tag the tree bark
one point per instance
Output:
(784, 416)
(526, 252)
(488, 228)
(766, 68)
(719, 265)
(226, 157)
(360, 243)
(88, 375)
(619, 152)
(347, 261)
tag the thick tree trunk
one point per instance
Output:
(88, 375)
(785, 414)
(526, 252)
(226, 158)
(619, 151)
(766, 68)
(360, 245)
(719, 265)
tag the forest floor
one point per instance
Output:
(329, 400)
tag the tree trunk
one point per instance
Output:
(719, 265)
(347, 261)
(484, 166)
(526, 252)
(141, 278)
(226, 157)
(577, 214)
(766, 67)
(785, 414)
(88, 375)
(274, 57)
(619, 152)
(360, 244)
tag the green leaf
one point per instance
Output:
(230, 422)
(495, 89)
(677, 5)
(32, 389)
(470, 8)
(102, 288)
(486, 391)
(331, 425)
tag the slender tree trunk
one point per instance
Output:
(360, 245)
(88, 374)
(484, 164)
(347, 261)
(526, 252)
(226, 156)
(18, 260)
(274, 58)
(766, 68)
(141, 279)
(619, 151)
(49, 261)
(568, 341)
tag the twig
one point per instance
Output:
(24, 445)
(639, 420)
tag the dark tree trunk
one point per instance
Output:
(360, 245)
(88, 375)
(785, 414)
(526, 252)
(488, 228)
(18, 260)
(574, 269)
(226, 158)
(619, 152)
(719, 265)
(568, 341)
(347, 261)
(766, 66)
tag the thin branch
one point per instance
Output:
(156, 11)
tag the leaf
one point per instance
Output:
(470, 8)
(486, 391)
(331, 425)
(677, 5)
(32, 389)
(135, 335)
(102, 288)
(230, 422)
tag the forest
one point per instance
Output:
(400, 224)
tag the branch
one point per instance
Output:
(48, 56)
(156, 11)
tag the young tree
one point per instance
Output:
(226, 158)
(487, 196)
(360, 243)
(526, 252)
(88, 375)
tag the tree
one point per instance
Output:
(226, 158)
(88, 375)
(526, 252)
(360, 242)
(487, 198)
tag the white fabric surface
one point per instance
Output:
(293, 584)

• • •

* Problem details:
Copy all of the items above line for line, with no changes.

* Response:
tag the tree bark
one point per instance
Output:
(784, 416)
(526, 252)
(488, 228)
(766, 68)
(719, 265)
(226, 157)
(360, 243)
(88, 375)
(619, 152)
(347, 261)
tag the thick tree trunk
one point per instance
Output:
(88, 375)
(785, 414)
(526, 252)
(226, 158)
(619, 151)
(766, 68)
(360, 245)
(719, 265)
tag the forest floor
one point per instance
Output:
(329, 400)
tag the tree trunk
one point per instance
Output:
(719, 265)
(347, 261)
(484, 166)
(526, 252)
(141, 278)
(226, 157)
(577, 214)
(766, 67)
(785, 414)
(88, 375)
(274, 57)
(619, 152)
(360, 244)
tag the green leaf
one point per instance
Output:
(230, 422)
(495, 89)
(677, 5)
(32, 389)
(470, 8)
(102, 288)
(486, 391)
(331, 425)
tag the slender tree trunk
one point per instance
Output:
(360, 245)
(88, 374)
(484, 164)
(347, 261)
(526, 252)
(226, 156)
(18, 260)
(274, 58)
(766, 68)
(141, 279)
(619, 151)
(49, 261)
(568, 341)
tag the twig
one point per instance
Output:
(24, 445)
(639, 420)
tag the dark tree trunk
one point per instance
Output:
(360, 245)
(88, 375)
(785, 414)
(526, 252)
(488, 228)
(18, 260)
(574, 269)
(226, 158)
(619, 152)
(719, 265)
(568, 341)
(347, 261)
(766, 66)
tag the thin branch
one point per instance
Output:
(156, 11)
tag the leaf
one point per instance
Output:
(470, 8)
(486, 391)
(331, 425)
(677, 5)
(32, 389)
(135, 335)
(102, 288)
(230, 422)
tag the forest
one point per instance
Output:
(400, 224)
tag the branch
one point per instance
Output:
(48, 56)
(156, 11)
tag the young tree
one point per instance
Output:
(226, 158)
(487, 196)
(360, 243)
(526, 252)
(88, 375)
tag the tree
one point per instance
Output:
(226, 158)
(88, 375)
(526, 252)
(360, 242)
(487, 198)
tag the white fabric surface
one point per instance
Output:
(293, 584)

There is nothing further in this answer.